• _What is needed_
Answer the following questions using the essay about living in one's last quarter, numbering each answer to match.
1. What did the writer attend this weekend?
2. For how many years has the writer known that this could be their last quarter?
3. Besides the financial benefits, what kind of benefits does the writer say the job provides?
Start of Document extract
I went to the funeral of a great family friend this weekend; A friend that has been an enormous example to me of how to cancer with confidence. His funeral spurred a few thoughts that I can’t let go of.

Some people never get the opportunity to know that they are living in their last quarter. It changes the way you think and how you interact with the world. Many great people I know never knew when they woke up one morning that it would be the last time. In reality, almost every year life ebbs and folds into something new and we never do something that is an ingrained habit again. When you are raising kids there are many times that you help your child with something for the last time and never know it will be the last. And then there are the times when you know it will be the last: last day of kindergarten, last day of middle school, last pee wee football game.
For the last four years, I have had the opportunity to know that this could very well be my last quarter. It has changed me. I am all about the experience and opportunity. I hear people say all the time that if they had a crippling diagnosis that they would quit their life and start living. I had the opportunity to watch a couple of experts battle cancer. They never quit. They kept living their life. They kept showing up for the ordinary and it didn’t have to turn into more to be something profound. I am here to tell you that you can’t just quit everything or there will be nothing to live for. While I am more diligent with my time and my money, I still need my job. I need it for the emotional benefits as much as the financial benefits. Quite frankly, some days I feel like I need to get two or three jobs so that I can fund the adventures that I come up with in my mind. I need to feel like I am a contributor to our family and the children of the world. I am more intentional. I try to find beauty in the ordinary. I try to be consistent. I intentionally choose to spend more time with my family and I choose how to use my minutes. I try not to let opportunities pass me by. In doing so I often overdo it. Clearly, that has always been my style.
End of Document extract
Start of Records provided
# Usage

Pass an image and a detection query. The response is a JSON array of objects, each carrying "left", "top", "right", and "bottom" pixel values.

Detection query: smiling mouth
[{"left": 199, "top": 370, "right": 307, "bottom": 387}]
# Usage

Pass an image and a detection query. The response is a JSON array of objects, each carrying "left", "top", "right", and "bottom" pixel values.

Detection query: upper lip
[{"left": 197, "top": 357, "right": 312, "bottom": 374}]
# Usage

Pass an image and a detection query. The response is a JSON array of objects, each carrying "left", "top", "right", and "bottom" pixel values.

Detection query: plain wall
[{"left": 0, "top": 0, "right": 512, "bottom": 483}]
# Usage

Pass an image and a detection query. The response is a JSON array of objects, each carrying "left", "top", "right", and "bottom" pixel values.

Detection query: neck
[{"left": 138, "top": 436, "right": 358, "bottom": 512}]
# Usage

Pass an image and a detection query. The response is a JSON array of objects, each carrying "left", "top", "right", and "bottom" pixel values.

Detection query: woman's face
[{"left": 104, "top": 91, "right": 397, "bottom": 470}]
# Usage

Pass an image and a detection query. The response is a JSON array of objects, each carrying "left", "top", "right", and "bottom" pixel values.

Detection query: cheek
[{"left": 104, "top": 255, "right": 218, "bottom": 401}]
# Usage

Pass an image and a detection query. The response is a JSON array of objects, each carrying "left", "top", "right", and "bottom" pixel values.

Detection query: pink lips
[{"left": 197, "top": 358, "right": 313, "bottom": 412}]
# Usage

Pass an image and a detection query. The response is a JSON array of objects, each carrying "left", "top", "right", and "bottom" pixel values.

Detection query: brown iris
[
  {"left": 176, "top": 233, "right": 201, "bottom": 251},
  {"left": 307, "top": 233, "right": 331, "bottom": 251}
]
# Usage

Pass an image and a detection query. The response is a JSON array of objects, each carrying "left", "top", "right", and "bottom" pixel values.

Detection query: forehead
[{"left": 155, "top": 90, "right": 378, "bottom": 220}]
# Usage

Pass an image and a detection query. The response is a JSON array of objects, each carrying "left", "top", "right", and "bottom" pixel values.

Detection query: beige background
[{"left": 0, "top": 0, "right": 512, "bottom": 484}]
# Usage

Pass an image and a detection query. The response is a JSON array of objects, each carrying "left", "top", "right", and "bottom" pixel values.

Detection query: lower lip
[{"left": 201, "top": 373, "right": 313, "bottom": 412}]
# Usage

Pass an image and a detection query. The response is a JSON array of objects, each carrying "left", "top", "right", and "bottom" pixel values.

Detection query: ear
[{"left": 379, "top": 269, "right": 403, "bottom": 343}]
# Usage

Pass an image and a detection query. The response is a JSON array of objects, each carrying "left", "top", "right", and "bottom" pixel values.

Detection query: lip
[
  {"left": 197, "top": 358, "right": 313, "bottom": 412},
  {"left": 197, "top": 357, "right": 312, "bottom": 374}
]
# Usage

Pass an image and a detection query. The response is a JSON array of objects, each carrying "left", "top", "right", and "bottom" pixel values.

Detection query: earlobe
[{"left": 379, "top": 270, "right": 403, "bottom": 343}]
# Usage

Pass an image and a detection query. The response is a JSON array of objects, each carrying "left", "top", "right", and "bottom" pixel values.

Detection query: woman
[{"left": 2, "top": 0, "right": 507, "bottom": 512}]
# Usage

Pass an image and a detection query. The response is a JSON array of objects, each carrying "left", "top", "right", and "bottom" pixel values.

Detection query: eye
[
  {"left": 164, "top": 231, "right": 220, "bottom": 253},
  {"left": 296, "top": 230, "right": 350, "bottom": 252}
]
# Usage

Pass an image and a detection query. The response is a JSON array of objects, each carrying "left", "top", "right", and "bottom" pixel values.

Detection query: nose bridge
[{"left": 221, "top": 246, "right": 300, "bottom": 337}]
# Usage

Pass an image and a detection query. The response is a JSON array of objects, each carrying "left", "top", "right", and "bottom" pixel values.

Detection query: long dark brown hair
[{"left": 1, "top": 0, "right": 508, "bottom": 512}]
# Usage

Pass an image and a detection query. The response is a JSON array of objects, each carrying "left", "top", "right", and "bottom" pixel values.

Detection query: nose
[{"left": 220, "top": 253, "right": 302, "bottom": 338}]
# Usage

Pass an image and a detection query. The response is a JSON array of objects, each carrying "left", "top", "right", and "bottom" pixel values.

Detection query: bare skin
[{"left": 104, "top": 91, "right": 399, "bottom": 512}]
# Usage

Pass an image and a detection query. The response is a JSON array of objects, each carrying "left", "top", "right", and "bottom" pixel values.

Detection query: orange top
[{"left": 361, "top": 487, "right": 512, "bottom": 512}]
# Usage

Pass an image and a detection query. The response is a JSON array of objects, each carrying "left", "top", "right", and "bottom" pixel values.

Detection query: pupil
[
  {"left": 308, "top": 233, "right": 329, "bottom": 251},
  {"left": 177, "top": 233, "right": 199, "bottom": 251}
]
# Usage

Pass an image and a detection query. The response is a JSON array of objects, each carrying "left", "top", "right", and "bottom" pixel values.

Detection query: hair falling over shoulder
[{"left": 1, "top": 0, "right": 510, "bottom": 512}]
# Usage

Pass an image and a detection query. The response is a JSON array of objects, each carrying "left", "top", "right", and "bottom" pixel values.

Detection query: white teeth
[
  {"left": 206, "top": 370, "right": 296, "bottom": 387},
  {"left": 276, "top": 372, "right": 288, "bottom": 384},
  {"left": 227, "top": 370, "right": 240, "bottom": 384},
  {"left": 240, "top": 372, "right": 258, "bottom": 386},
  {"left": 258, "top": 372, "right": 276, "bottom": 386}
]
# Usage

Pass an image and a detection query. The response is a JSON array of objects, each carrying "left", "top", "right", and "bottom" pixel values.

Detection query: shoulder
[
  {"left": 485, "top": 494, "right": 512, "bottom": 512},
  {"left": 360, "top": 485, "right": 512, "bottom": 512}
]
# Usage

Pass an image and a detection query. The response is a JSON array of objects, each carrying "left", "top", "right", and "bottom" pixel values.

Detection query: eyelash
End of Records provided
• _Solution to the exercise_
1. The funeral of a great family friend.
2. Four years.
3. Emotional benefits.